For each of the following statements, answer yes or no according to the ankle sprain text, quoting the deciding words: 1. Type II sprains involve partial ligament tears. 2. During autumn and winter, most ankle sprains happen when a runner twists the foot on uneven ground. 3. Swelling after an injury can make the area feel numb.

▶ **Quoted passage**:
* * * *
With a sudden quick movement, you've forced your joint to go beyond its normal range of motion. (Ankle sprains are most common.) That's created a sprain, or injured ligament. Ligaments are the tissues that keep our bones together at the joint. When severely torn or injured they may need to be surgically repaired.

Blame it on warm weather

A lot of ankle sprains are seen during warmer weather. Why? Because that's when most of us spend time outside, running, hiking or playing volleyball.

During autumn and winter, playing rugby and netball often leads to ankle sprains. About 80 percent to 90 percent of the time, these types of ankle injuries occur when a person jumps in the air and lands incorrectly.

The three types of sprains

Ankle sprains are classically divided into three groups: Type I sprains are the mildest, followed by Type II and the extremely painful Type III’s.

With a Type I, minimal strain occurs when ligament fibres are stretched out. A Type II classification is assigned to partial ligament tears. When the ligament is completely torn, the patient has a Type III sprain.

They may also experience severe pain, swelling and bruising. And patients with Type III injuries usually find it very difficult to walk.

When to call a doctor

Too many patients don't take their injuries seriously. "The main thing," he says, is "don't say, 'it's just a sprain.' If improperly treated the injury could turn into a long-term disability."

Early treatment with the correct amount of physical activity can prevent chronic pain and improper healing. There are some warning signs that you might have a Type II or Type III sprain and should seek professional help.

You should watch for these symptoms:

  • Inability to bear weight and a large amount of swelling and bruising. In fact, swelling after an injury can even make the area feel numb.
* * * *
▶ **Data shown**:
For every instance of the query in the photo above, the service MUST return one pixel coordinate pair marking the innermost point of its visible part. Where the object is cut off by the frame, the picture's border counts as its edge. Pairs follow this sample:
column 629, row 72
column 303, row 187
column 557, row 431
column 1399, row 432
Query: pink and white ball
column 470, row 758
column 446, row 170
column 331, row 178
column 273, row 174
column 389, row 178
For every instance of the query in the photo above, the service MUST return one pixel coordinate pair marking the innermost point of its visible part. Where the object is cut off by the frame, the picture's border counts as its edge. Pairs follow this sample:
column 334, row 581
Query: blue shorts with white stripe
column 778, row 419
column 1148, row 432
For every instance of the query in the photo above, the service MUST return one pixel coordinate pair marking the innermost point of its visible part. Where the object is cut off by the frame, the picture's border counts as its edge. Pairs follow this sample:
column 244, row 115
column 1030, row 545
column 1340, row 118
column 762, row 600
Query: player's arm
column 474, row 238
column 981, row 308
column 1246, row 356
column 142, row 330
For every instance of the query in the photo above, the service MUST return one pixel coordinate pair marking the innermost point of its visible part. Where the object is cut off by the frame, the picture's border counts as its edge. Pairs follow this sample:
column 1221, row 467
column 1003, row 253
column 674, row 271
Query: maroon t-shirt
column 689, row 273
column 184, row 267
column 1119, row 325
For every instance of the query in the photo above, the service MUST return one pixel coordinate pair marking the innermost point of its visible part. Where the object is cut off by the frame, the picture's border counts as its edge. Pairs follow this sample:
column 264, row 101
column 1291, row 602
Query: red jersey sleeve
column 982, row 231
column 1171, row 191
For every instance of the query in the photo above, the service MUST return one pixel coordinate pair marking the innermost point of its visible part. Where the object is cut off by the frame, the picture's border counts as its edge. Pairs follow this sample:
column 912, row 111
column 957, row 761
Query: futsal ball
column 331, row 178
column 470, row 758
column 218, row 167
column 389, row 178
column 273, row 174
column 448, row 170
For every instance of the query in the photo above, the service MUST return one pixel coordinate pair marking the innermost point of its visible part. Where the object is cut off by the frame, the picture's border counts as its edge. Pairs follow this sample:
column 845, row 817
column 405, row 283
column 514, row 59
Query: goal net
* * * *
▶ **Exercise output**:
1. Yes: "A Type II classification is assigned to partial ligament tears."
2. No: "About 80 percent to 90 percent of the time, these types of ankle injuries occur when a person jumps in the air and lands incorrectly."
3. Yes: "In fact, swelling after an injury can even make the area feel numb."